---------- Data shown
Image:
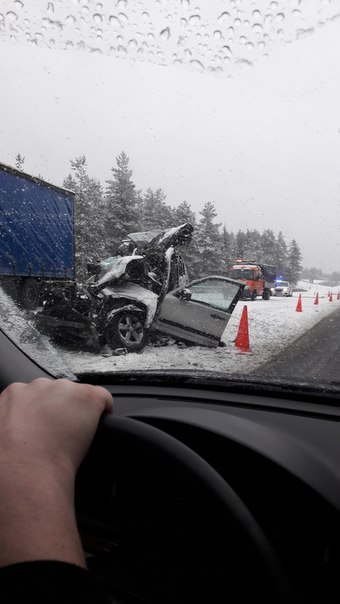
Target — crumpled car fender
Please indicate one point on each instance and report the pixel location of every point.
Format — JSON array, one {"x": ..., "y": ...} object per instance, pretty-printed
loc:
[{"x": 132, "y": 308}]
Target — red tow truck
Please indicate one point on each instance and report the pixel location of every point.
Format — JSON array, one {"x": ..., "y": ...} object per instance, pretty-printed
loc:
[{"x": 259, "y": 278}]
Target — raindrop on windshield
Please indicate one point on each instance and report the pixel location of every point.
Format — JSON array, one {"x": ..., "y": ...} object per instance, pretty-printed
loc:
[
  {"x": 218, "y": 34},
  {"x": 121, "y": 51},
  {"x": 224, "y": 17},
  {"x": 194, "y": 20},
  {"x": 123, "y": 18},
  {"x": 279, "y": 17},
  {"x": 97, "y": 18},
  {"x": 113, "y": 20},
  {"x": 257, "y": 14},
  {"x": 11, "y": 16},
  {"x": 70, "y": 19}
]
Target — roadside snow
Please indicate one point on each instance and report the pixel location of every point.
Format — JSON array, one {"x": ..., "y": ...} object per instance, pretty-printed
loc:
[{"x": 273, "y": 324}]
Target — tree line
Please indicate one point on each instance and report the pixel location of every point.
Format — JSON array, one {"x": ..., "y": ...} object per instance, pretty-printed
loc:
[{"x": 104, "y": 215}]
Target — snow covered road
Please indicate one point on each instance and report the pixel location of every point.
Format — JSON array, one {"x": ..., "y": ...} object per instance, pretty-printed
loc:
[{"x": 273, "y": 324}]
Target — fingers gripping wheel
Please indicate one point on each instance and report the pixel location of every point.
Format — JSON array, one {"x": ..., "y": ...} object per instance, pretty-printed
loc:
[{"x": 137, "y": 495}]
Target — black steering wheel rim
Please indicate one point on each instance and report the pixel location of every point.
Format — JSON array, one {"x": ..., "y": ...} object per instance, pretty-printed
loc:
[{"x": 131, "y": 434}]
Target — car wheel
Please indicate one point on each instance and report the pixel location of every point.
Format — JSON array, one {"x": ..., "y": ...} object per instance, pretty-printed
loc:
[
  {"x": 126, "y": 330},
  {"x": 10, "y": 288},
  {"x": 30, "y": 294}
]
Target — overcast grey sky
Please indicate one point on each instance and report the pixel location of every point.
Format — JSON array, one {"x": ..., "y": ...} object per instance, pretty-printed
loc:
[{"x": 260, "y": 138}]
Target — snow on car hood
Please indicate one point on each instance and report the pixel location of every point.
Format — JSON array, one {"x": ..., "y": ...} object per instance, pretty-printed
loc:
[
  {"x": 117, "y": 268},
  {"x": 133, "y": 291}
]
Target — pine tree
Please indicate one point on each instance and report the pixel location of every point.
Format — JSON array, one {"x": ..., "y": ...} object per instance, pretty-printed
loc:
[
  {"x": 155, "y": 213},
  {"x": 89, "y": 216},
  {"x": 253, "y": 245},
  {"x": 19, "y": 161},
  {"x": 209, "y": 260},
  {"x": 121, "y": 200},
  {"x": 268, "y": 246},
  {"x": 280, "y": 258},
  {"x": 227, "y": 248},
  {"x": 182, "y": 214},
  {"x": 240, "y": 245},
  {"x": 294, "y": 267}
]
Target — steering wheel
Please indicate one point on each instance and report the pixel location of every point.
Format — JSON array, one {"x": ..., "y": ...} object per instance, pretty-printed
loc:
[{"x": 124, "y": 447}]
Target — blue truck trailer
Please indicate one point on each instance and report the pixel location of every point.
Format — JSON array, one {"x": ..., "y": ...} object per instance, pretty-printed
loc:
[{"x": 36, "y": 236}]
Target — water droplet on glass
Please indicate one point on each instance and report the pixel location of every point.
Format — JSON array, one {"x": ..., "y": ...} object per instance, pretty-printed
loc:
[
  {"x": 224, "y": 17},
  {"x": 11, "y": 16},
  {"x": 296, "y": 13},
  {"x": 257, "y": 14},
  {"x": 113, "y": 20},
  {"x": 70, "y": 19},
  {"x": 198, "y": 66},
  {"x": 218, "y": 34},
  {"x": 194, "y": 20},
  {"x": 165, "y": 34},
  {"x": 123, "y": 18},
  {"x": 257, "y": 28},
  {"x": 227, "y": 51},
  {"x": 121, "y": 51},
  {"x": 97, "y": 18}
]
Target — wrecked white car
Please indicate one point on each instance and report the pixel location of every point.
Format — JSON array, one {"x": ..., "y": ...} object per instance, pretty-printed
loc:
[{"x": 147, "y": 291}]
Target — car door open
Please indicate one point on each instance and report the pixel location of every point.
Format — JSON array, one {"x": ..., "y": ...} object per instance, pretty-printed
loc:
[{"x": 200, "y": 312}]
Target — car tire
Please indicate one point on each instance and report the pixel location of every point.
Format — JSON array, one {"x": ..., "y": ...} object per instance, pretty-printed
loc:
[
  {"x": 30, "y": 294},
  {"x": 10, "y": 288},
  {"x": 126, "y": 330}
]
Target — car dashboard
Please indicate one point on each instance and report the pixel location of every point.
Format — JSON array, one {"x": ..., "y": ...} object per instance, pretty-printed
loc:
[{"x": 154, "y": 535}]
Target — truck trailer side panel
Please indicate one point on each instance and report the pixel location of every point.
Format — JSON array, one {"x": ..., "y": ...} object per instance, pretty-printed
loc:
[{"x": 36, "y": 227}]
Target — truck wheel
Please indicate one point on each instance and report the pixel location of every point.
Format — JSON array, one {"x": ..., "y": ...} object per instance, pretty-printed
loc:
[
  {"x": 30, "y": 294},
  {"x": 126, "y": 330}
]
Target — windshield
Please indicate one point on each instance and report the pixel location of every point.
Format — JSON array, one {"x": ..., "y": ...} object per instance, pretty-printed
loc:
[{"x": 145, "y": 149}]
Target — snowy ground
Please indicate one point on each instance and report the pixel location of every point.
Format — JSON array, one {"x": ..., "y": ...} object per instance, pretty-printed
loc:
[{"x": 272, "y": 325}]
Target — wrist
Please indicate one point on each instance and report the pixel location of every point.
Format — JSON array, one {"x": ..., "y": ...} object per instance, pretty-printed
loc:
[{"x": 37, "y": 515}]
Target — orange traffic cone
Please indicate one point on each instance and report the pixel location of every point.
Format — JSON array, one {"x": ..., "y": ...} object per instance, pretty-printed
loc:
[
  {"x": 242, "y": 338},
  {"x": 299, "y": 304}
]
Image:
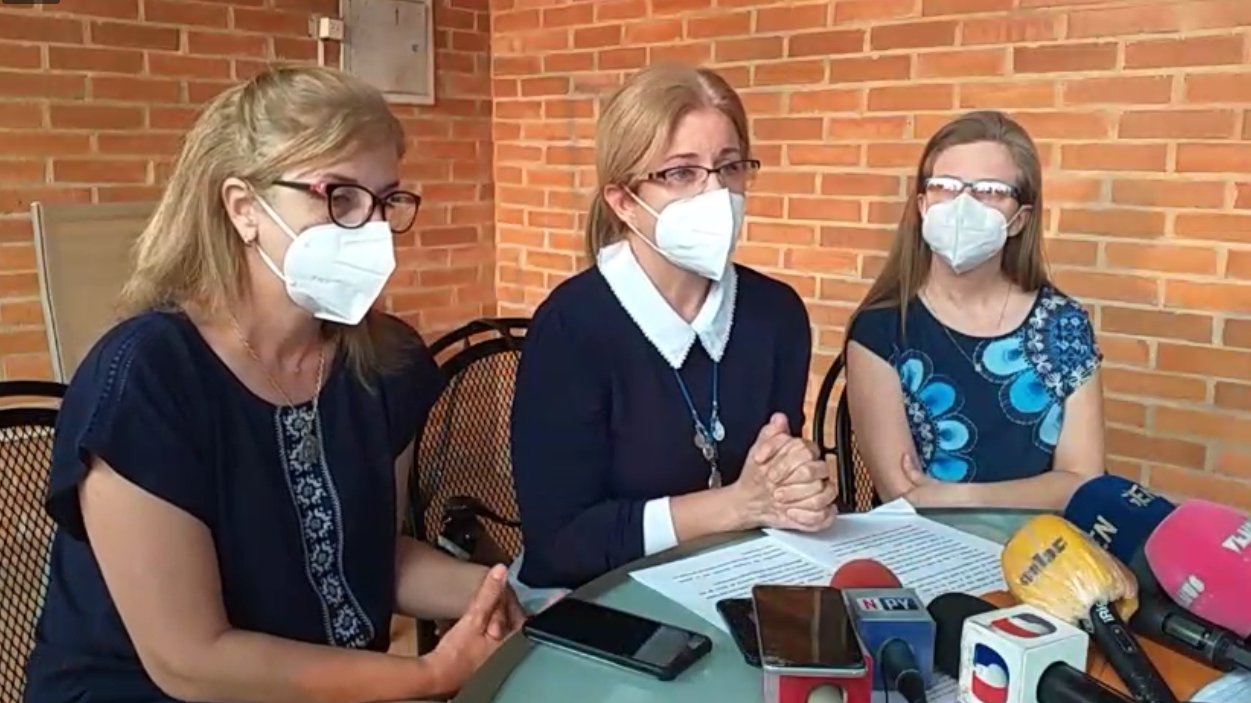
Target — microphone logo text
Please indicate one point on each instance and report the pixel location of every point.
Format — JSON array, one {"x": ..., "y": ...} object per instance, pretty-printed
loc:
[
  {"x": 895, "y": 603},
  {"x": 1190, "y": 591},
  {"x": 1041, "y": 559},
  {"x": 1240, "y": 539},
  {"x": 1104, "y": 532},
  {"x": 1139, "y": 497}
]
--------------------
Stated goal ▸ Take the listing and print it again exactly, but without any pictures.

Solution to the problem ▸
Image:
Target — crumpled car fender
Please indicate one point on each instance and report the pixel location of every point.
Format — JSON array, one {"x": ..., "y": ...} object per instance, pretty-printed
loc:
[{"x": 132, "y": 308}]
Target — red tow truck
Please indicate one point on each instance and report the pixel location of every point.
Format — JSON array, one {"x": ..., "y": ...} object per instance, pretty-printed
loc:
[{"x": 259, "y": 278}]
Target — raindrop on windshield
Please indicate one point on each instance and report the pixel location of every point.
Format — JSON array, one {"x": ..., "y": ...} object per instance, pretty-printed
loc:
[
  {"x": 218, "y": 34},
  {"x": 121, "y": 51},
  {"x": 224, "y": 17},
  {"x": 194, "y": 20},
  {"x": 123, "y": 18},
  {"x": 279, "y": 17},
  {"x": 97, "y": 18},
  {"x": 113, "y": 20},
  {"x": 257, "y": 14},
  {"x": 11, "y": 16},
  {"x": 70, "y": 19}
]
Target — roadside snow
Please indicate one point on each instance and report the pixel location of every point.
Format — JSON array, one {"x": ..., "y": ...} object per instance, pretty-printed
loc:
[{"x": 273, "y": 324}]
Target — tree line
Please indicate one point on each instance and report the pixel location of every point.
Format — JSON array, one {"x": ..., "y": ...} object per instance, pretty-printed
loc:
[{"x": 104, "y": 215}]
Target — snow covered road
Please indicate one point on each instance and report the pixel location of every point.
Format — JSON array, one {"x": ..., "y": ...} object per instance, pretty-printed
loc:
[{"x": 273, "y": 324}]
Target — fingers gripping wheel
Please indicate one point on each instance and report the pixel location of every point.
Format — JSON array, one {"x": ..., "y": ...} object per instance, pretty-printed
loc:
[{"x": 137, "y": 495}]
Target — black steering wheel rim
Please indicate one point on each instance and report the pixel location of every point.
Format — JSON array, one {"x": ..., "y": ...} object per instance, pretty-printed
loc:
[{"x": 131, "y": 434}]
Target — car wheel
Please indicate one point on each instance and report the pixel location of every point.
Format — JSON array, one {"x": ..., "y": ...} object per instance, pretty-printed
loc:
[
  {"x": 126, "y": 330},
  {"x": 10, "y": 288},
  {"x": 30, "y": 294}
]
Target — overcast grey sky
Please indicate one point on each instance and report the pixel location of every point.
Format — JSON array, one {"x": ..., "y": ...} object per instance, pretty-printed
loc:
[{"x": 260, "y": 138}]
Target — snow on car hood
Please indicate one point on each instance and report the pixel location of every point.
Format — JSON array, one {"x": ..., "y": ...} object per instance, pretty-printed
loc:
[
  {"x": 117, "y": 268},
  {"x": 133, "y": 291}
]
Target — pine tree
Please indicate one point on each instance and report the pixel location of every point.
Format — JSON array, one {"x": ..., "y": ...} object per instance, pretty-printed
loc:
[
  {"x": 155, "y": 213},
  {"x": 89, "y": 216},
  {"x": 253, "y": 245},
  {"x": 19, "y": 161},
  {"x": 209, "y": 260},
  {"x": 121, "y": 200},
  {"x": 268, "y": 246},
  {"x": 280, "y": 258},
  {"x": 227, "y": 248},
  {"x": 182, "y": 214},
  {"x": 240, "y": 245},
  {"x": 294, "y": 267}
]
Target — steering wheel
Please indicate one point on each instance and report the pixel location of every point.
Format — JSON array, one {"x": ..., "y": ...} object per instance, pretty-printed
loc:
[{"x": 124, "y": 447}]
Target — blue truck trailer
Please indicate one point on each instance and report the pixel location of every point.
Format — JSON array, one {"x": ..., "y": ...} object per instance, pretty-printed
loc:
[{"x": 36, "y": 236}]
Target — water droplet on glass
Please indicate one point on each instance and report the pixel location of every point.
Format — JSON array, one {"x": ..., "y": ...} object per instance, pretty-printed
loc:
[
  {"x": 224, "y": 17},
  {"x": 11, "y": 16},
  {"x": 296, "y": 13},
  {"x": 257, "y": 14},
  {"x": 113, "y": 20},
  {"x": 70, "y": 19},
  {"x": 198, "y": 66},
  {"x": 218, "y": 34},
  {"x": 194, "y": 20},
  {"x": 165, "y": 34},
  {"x": 123, "y": 18},
  {"x": 257, "y": 28},
  {"x": 227, "y": 51},
  {"x": 121, "y": 51},
  {"x": 97, "y": 18}
]
Target — wrecked white car
Please indicate one point on each instance and report the pixel location of every point.
Format — JSON array, one {"x": ..., "y": ...} object per instance, pretty-printed
loc:
[{"x": 147, "y": 291}]
Target — car door open
Please indicate one point on each instance and report the pixel location of every point.
Format — JSON array, one {"x": ..., "y": ...} object per instance, pretty-printed
loc:
[{"x": 200, "y": 312}]
Target — car tire
Please indicate one point on each instance and report the pixel location of every point.
Format — JSON array, one {"x": ..., "y": ...} object per instance, pretty-printed
loc:
[
  {"x": 30, "y": 294},
  {"x": 10, "y": 288},
  {"x": 126, "y": 330}
]
Target — car dashboard
Please indicate one point on each instance and report the pixel location of every point.
Format — JSON array, one {"x": ..., "y": ...} object per instance, pretty-printed
loc:
[{"x": 154, "y": 535}]
Target — truck trailer side panel
Please indicate one point on each instance and report the pixel location of every point.
Format — JSON array, one {"x": ..., "y": ...} object per instance, pretty-printed
loc:
[{"x": 36, "y": 227}]
Target — truck wheel
Please indicate one point on each instance and report the pixel location of every point.
Format — JSON array, one {"x": ..., "y": ...} object per instance, pretty-printed
loc:
[
  {"x": 30, "y": 294},
  {"x": 126, "y": 330}
]
Target — windshield
Please indicate one point on each instance and report the pixel location of every point.
Format — JSON array, one {"x": ..., "y": ...} object per instance, pretty-printed
loc:
[{"x": 145, "y": 149}]
Target — snowy ground
Please indicate one point on each instance and report the pixel location of every point.
Format — JSON array, one {"x": ..., "y": ...} object per instance, pretty-printed
loc:
[{"x": 272, "y": 325}]
Target — wrist
Please indicate one point on each instance and report the pixel location of every point.
Format — JSON array, one {"x": ..., "y": ...} object per instance, pretty-printed
loc:
[{"x": 37, "y": 515}]
Target — orange traffic cone
Please indicate one point on each instance and report the pixel location of every point.
Format — JSON array, one {"x": ..., "y": ...} object per instance, pretty-printed
loc:
[
  {"x": 242, "y": 338},
  {"x": 299, "y": 304}
]
Image:
Target — microphone logo text
Please indicate one point on each instance and report the pixel location of every point.
Format — JSON array, one {"x": ..., "y": ...} object per instance, pretty-printed
loc:
[
  {"x": 895, "y": 603},
  {"x": 1190, "y": 591},
  {"x": 1041, "y": 559},
  {"x": 1240, "y": 539},
  {"x": 1104, "y": 532},
  {"x": 1139, "y": 497}
]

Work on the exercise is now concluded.